Istruzioni dell'esercizio >>
[1] Rispondi a queste domande sul brano dedicato al lavoro delle donne povere di Napoli:
(a) Per quanto al mese si alloga la serva napoletana senza pranzo?
(b) Come si chiamava la serva che faceva tre case al giorno?
(c) Che cosa fanno le donne dei mestieri ambulanti quando guadagnano una lira?
[2] Prosegui il brano sul lavoro delle donne povere di Napoli a partire dal punto in cui si interrompe.

Brano da leggere >>
Fortunate quelle che trovano un posto alla fabbrica del tabacco, che sanno lavorare e arrivano ad allogarsi, come sarte, come cappellaio, come fioraie! La mercede è miserissima, quindici lire, diciassette, venti lire il mese, ma sembra loro una fortuna. Ma sono poche: tutto il resto della immensa classe povera femminile si dà al servizio.

La serva napoletana si alloga per dieci lire il mese, senza pranzo: alla mattina fa due o tre miglia di cammino, dalla casa sua alla casa dei suoi padroni, scende le scale quaranta volte al giorno, cava dal pozzo profondo venti secchi di acqua, compie le fatiche più estenuanti, non mangia per tutta la giornata e alla sera si trascina a casa sua, come un’ombra affranta. Ve ne sono di quelle che pigliano due mezzi servizi, a sei lire l'uno, e corrono continuamente da una casa all’altra, continuamente rimproverate per le tardanze. Ne ho conosciuta una, io, si chiamava Annarella, faceva tre case al giorno, a cinque lire: alla sera era inebetita, non mangiava, morta dalla fatica, talvolta non si svestiva per addormentarsi subito.

Queste serve trovano anche il tempo di dar latte a un bimbo, di far la calza; ma sono esseri mostruosi, la pietà è uguale alla ripugnanza, che ispirano. Hanno trent’anni e ne dimostrano cinquanta, sono curve, hanno perso i capelli, hanno i denti gialli e neri, camminano come sciancate, portano un vestito quattro anni, un grembiule sei mesi. Non si lamentano, non piangono: vanno a morire prima di quarantanni, all’ospedale, di perniciosa, di polmonite, di qualche orrenda malattia. Quante ne avrà prese il colera!

E tutti gli altri mestieri ambulanti femminili, lavandaie, pettinatrici, stiratrici a giornata, venditrici di spassatiempo, rimpagliatrici di seggiole (mpagliaseggie), mestieri che le espongono a tutte le intemperie, a tutti gli accidenti, a una quantità di malattie, mestieri pesanti o nauseanti, non fanno guadagnare a quelle disgraziate più di dieci soldi, quindici soldi al giorno. Quando guadagnano una lira, le miserelle, fanno economia e si maritano.

I dati >>
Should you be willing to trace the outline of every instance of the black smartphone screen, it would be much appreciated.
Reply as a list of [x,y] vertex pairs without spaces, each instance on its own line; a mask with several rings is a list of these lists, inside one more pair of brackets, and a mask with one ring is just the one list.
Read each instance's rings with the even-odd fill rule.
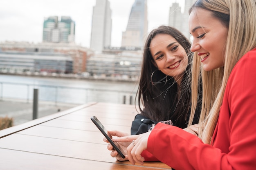
[[121,157],[123,158],[124,158],[125,157],[123,153],[121,152],[121,151],[119,149],[119,148],[117,146],[117,145],[115,144],[114,142],[112,140],[112,139],[110,138],[108,135],[108,131],[104,127],[103,125],[101,123],[101,122],[99,120],[98,118],[95,116],[93,116],[91,118],[91,120],[94,123],[95,125],[97,126],[98,129],[100,130],[101,132],[102,133],[104,136],[106,137],[106,138],[108,139],[108,141],[110,142],[110,143],[112,145],[115,149],[117,151],[117,153],[119,155],[120,155]]

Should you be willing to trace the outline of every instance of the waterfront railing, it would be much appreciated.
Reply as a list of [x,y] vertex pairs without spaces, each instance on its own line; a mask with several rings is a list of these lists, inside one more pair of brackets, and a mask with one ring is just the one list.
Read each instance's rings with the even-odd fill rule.
[[133,104],[134,91],[83,88],[65,86],[0,82],[0,100],[33,100],[34,89],[38,90],[38,100],[58,103],[83,104],[90,102]]

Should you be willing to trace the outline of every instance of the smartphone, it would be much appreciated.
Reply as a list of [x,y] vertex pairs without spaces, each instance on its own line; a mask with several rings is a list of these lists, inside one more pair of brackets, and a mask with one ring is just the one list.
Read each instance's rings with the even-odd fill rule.
[[104,127],[103,125],[101,123],[101,122],[99,120],[98,118],[95,116],[93,116],[91,118],[91,120],[94,123],[94,124],[96,125],[98,129],[100,130],[101,132],[102,133],[104,136],[106,137],[106,138],[108,139],[108,141],[110,142],[110,143],[112,145],[114,148],[117,151],[117,153],[119,155],[120,155],[121,157],[123,158],[124,158],[125,157],[123,153],[120,150],[119,148],[117,146],[115,143],[115,142],[112,140],[110,137],[108,136],[108,131]]

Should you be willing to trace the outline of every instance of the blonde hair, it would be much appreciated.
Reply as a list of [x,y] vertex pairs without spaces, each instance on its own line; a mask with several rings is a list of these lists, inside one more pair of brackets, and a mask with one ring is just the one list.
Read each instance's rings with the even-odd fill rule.
[[[200,57],[195,52],[192,64],[192,108],[189,125],[192,124],[196,107],[198,80],[202,81],[202,109],[199,137],[210,144],[219,116],[227,83],[236,64],[246,53],[256,47],[255,0],[198,0],[190,13],[202,8],[211,11],[228,28],[224,67],[210,71],[202,69]],[[229,16],[228,21],[222,18]]]

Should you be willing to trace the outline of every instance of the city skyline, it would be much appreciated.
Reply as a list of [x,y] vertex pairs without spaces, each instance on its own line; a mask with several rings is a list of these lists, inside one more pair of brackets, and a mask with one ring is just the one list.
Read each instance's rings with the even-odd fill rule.
[[[134,0],[109,0],[112,11],[111,46],[121,45]],[[174,2],[184,9],[184,0],[148,0],[148,32],[161,24],[167,25],[169,10]],[[21,4],[19,3],[21,2]],[[0,42],[42,42],[44,19],[50,16],[70,17],[76,23],[75,42],[89,47],[93,7],[96,0],[81,2],[49,0],[9,0],[0,3]],[[51,5],[50,5],[51,4]]]

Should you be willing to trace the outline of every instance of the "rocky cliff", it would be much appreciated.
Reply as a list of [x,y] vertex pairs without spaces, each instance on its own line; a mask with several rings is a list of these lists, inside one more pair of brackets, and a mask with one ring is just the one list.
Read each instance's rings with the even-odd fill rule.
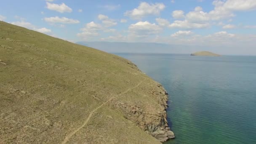
[[129,61],[3,21],[0,52],[1,144],[174,137],[166,92]]

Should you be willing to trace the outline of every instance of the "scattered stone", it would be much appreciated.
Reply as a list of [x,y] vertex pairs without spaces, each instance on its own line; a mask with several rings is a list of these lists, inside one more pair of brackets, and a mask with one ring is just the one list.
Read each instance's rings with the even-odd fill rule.
[[6,66],[7,64],[5,63],[1,59],[0,59],[0,64],[3,64],[5,66]]
[[111,115],[107,115],[107,117],[111,118],[112,119],[113,119],[113,117],[112,117]]
[[27,92],[24,91],[21,91],[21,92],[23,94],[26,94],[26,93],[27,93]]

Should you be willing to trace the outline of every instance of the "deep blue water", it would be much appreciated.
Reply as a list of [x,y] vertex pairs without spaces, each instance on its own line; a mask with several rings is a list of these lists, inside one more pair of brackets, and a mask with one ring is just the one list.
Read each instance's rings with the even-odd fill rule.
[[166,144],[256,144],[256,56],[115,54],[169,93]]

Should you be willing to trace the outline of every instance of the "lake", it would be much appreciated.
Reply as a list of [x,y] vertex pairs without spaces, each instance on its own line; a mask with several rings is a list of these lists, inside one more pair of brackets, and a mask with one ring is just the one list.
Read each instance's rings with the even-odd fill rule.
[[168,92],[165,144],[256,144],[256,56],[115,54]]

Risultati attesi >>
[1]
(a) Per dieci lire il mese.
(b) Annarella.
(c) Fanno economia e si maritano.

[2]
Sono brutte, è vero: si trascurano, è verissimo: fanno schifo, talvolta. Ma chi tanto ama la plastica, dovrebbe entrare nel segreto di quelle esistenze, che sono un poema di martirio quotidiano, di sacrifici incalcolabili, di fatiche sopportate senza mormorare. Gioventù, bellezza, vestiti? Ebbero un minuto di bellezza e di gioventù, furono amate, si sono maritate: dopo, il marito e la miseria, il lavoro e le busse, il travaglio e la fame. Hanno i bimbi e debbono abbandonarli, il più piccolo affidato alla sorellina, e come tutte le altre madri temono le carrozze, il fuoco, i cani, le cadute. Sono sempre inquiete, agitate, mentre servono.

Me ne rammento una: aveva tre figli, un piccolino, specialmente, bellissimo. Aveva già due anni e gli dava ancora il latte, non aveva altro da dargli da mangiare; questo bimbetto l’aspettava, ogni sera, seduto sullo scalino del basso. Diceva il medico dell’assistenza pubblica: «levagli il latte che ti si ammala.» Ella chinava il capo: non poteva levargli il latte. Si ammalò di tifo, il bimbo; le morì. Ella mondava le patate, in una cucina, e si lamentava sottovoce: «figlio mio, figlio mio, io t’aveva da accide, io t’aveva da fa muri! O che mamma cana che ssò stata! Figlio mio, e chi m’aspetta cchiù, la sera, mmocc’a porta?

Il lavoro dei fanciulli? Ahimè, le madri sono molto contente, quando un cocchiere signorile vuol prendere per mozzo un fanciullo di dodici anni, dandogli solo da mangiare; sono molto contente, quando un mastro di bottega lo piglia, facendolo lavorare come un cane e dandogli solo la minestra, la sera; la pietosa madre gli dà un soldo per la colazione, la mattina.

Le sarte, le modiste, le fioraie, le bustaie prendono per apprendiste delle fanciullette dodicenni, che sono, in realtà, delle piccole serve e che guadagnano cinque soldi la settimana! Ma, per lo più, queste creature restano a casa o nella strada, tutto il giorno.

Nelle campagne, il figlio è una gioia, è un soccorso, è una sorgente di agiatezza; in Napoli, rappresenta una cura di più, una pena materna, una sorgente di lagrime e di fame.

Sentite un poco quando un’operaia napolitana nomina i suoi figli. Dice: le creature, e lo dice con tanta dolcezza malinconica, con tanta materna pietà, con un amore così doloroso, che vi par di conoscere tutta, acutamente, la intensità della miseria napoletana.